Short problem: The entries below should be output exactly as written.

(Excerpts of location labeling data)
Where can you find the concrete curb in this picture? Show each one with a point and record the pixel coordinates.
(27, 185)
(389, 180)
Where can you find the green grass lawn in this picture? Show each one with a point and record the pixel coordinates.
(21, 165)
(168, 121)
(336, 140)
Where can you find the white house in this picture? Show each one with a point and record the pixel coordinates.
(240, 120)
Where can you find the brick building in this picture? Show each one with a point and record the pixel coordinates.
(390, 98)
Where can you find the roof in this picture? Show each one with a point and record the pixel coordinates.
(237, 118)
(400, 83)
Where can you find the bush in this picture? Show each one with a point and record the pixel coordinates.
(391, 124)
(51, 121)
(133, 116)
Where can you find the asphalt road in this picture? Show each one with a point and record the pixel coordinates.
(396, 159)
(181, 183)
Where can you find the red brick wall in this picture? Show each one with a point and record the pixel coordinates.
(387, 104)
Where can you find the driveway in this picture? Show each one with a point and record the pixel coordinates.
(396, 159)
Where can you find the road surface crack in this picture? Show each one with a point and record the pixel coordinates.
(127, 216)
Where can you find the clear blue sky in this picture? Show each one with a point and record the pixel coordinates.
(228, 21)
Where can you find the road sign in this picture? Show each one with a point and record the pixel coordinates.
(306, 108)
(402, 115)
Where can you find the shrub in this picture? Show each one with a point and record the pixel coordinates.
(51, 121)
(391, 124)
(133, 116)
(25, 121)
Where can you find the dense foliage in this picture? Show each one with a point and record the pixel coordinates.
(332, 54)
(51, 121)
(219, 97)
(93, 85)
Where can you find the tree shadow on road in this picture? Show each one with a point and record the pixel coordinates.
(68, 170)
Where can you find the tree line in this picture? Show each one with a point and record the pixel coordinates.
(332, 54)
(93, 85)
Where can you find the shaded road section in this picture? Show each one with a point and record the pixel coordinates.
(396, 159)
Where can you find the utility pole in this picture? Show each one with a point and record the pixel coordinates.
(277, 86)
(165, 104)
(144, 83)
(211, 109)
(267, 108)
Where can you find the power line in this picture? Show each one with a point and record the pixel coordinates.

Exercise response:
Where can you find the concrete curb in this picture? Show each one with a point and record the pixel coordinates.
(27, 185)
(389, 180)
Where can you find the green grass lawn in this picture? Show each one with a point and record the pixel coordinates.
(21, 165)
(168, 121)
(336, 140)
Where can you find the white house in this picture? Show each one with a point and record the pixel coordinates.
(240, 120)
Where can you find the brick building in this picture? Show each one with a point and record the pixel coordinates.
(390, 98)
Where can you find the roof in this picture? Show each one with a point and record the pixel coordinates.
(237, 118)
(400, 83)
Where can you find the bush in this picture? Show each one with a point and record the pixel coordinates.
(391, 124)
(51, 121)
(133, 116)
Where can you find the asphalt road in this picture? Show each one with a point and record the pixel coordinates.
(396, 159)
(181, 183)
Where can you find the red brick wall in this picture? Show each one with a point and record the pixel coordinates.
(387, 104)
Where can you find the driveway in this picture? Show each one with a point and record the pixel coordinates.
(396, 159)
Where can you find the road surface crack in this picture? Show each one with a point and record the pixel coordinates.
(127, 216)
Where can you find the clear blue sky in this picture? Show each one with a point and record the pixel coordinates.
(228, 21)
Where can you find the road sign in this picture? Show each one with a point and record the pixel coordinates.
(306, 108)
(402, 115)
Where can you find the shrub in this picture? Show each one with a point and record the pixel coordinates.
(51, 121)
(391, 124)
(133, 116)
(25, 121)
Where can you find the dense foliage in this picture? Show each one with a point and record the pixel coordinates.
(332, 54)
(51, 121)
(219, 97)
(93, 85)
Where can you find the tree shadow on road in this picture? Show each one with a point and record the pixel coordinates.
(68, 170)
Where can you find the tree line in this picture? Show each one with a point and record the pixel coordinates.
(332, 54)
(93, 85)
Where can you find the shaded road section in this picture? Show each one with a point and record the pixel coordinates.
(396, 159)
Where can you find the utility pole in this picture? Show each one with a point and record the pixel coordinates.
(277, 86)
(165, 104)
(144, 83)
(211, 109)
(267, 108)
Where can you find the power line in this picture? Show each one with a point and record the pixel coordinates.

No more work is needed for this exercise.